**TASK DETAILS**
Write out again, exactly, the lines below starting at the one with "negative clicks: (253, 24) (218, 27)" and ending at the one with "box: [2, 39, 30, 192]".

═══ EXERCISE INPUT

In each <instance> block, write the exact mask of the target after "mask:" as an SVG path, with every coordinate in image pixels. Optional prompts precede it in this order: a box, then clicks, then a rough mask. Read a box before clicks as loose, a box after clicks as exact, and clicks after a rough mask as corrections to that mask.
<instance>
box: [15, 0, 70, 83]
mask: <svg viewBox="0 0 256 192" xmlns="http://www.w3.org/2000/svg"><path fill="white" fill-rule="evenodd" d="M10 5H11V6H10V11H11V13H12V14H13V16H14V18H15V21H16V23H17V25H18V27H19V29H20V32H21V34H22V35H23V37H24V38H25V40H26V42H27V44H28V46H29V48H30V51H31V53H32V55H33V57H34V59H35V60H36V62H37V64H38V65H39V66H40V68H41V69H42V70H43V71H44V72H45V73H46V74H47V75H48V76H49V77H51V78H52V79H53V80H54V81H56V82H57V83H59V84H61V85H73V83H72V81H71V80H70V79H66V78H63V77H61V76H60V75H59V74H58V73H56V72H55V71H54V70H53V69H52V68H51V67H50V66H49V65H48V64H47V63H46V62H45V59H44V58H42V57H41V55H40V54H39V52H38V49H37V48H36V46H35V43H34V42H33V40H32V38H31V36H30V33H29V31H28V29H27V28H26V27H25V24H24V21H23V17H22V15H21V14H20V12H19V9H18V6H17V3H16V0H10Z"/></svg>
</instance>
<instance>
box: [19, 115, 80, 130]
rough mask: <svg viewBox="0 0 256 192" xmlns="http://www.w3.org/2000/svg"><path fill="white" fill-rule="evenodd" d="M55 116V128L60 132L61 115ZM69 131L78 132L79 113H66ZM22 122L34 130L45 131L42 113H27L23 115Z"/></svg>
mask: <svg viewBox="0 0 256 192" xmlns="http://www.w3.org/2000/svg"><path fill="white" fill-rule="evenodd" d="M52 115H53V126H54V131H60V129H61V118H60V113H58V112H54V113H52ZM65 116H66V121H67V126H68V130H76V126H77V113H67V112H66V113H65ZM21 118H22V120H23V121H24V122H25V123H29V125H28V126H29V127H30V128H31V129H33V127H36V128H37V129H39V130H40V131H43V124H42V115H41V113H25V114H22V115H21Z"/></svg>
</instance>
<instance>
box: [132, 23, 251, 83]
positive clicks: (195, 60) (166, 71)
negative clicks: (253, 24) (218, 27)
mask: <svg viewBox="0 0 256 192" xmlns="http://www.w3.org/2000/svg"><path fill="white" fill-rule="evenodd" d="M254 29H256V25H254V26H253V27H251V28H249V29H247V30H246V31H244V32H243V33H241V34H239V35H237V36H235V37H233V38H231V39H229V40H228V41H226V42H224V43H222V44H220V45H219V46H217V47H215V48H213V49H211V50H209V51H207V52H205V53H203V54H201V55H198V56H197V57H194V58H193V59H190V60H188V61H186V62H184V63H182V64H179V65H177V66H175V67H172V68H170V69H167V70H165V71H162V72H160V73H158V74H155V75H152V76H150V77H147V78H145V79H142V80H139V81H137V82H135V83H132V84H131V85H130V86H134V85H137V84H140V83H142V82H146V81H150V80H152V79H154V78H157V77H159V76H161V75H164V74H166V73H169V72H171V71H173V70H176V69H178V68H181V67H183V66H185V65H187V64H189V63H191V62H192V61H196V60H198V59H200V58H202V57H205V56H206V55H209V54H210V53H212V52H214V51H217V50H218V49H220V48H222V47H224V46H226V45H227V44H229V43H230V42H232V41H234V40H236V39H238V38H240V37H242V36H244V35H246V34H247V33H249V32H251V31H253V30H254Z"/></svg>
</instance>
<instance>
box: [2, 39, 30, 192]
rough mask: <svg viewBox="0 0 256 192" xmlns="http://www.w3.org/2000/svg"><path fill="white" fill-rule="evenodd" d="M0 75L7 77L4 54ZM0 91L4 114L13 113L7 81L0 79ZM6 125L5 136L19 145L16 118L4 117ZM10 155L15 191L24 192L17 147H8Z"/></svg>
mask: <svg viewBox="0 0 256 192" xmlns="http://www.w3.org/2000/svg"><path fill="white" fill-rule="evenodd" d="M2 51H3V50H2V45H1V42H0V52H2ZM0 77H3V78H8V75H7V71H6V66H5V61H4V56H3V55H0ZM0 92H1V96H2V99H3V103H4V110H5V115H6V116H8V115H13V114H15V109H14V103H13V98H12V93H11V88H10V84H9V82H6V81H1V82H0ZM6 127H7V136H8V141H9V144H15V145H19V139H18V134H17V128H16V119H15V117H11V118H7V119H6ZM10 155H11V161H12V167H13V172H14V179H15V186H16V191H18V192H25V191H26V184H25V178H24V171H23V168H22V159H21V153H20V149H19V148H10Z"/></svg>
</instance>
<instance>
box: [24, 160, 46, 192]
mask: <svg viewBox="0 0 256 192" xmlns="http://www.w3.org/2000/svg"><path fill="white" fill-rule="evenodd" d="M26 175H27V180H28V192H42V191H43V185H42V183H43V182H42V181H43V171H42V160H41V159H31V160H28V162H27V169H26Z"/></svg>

══════

**TASK ANSWER**
negative clicks: (253, 24) (218, 27)
mask: <svg viewBox="0 0 256 192" xmlns="http://www.w3.org/2000/svg"><path fill="white" fill-rule="evenodd" d="M254 29H256V25H254V26H253V27H251V28H249V29H247V30H246V31H244V32H243V33H241V34H239V35H237V36H235V37H233V38H231V39H229V40H228V41H226V42H224V43H222V44H220V45H219V46H217V47H215V48H213V49H211V50H209V51H207V52H205V53H203V54H201V55H198V56H197V57H194V58H193V59H190V60H188V61H186V62H184V63H182V64H179V65H177V66H175V67H172V68H170V69H167V70H165V71H162V72H160V73H158V74H155V75H152V76H150V77H147V78H145V79H142V80H139V81H137V82H135V83H132V84H131V85H130V86H134V85H137V84H140V83H142V82H146V81H150V80H152V79H154V78H157V77H159V76H161V75H164V74H166V73H169V72H171V71H173V70H176V69H178V68H181V67H183V66H185V65H187V64H189V63H191V62H192V61H196V60H198V59H200V58H202V57H205V56H206V55H209V54H210V53H212V52H214V51H217V50H218V49H220V48H222V47H224V46H226V45H227V44H229V43H230V42H232V41H234V40H236V39H238V38H240V37H242V36H244V35H246V34H247V33H249V32H251V31H253V30H254Z"/></svg>
</instance>
<instance>
box: [2, 39, 30, 192]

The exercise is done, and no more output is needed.